**What you are asked to do**:
Take the records underneath and set them down exactly.

**Provided records**:
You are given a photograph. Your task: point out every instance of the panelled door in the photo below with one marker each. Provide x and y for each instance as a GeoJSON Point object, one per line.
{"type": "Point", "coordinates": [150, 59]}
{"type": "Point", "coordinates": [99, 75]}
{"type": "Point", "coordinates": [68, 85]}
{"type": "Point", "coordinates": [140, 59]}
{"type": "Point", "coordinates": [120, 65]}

**Your solution**:
You are given a photograph. Your task: point out every instance of the panelled door in the photo below with one marker each. Provide x and y for each instance as a GeoJSON Point object, one per line.
{"type": "Point", "coordinates": [150, 59]}
{"type": "Point", "coordinates": [99, 75]}
{"type": "Point", "coordinates": [68, 85]}
{"type": "Point", "coordinates": [140, 59]}
{"type": "Point", "coordinates": [120, 65]}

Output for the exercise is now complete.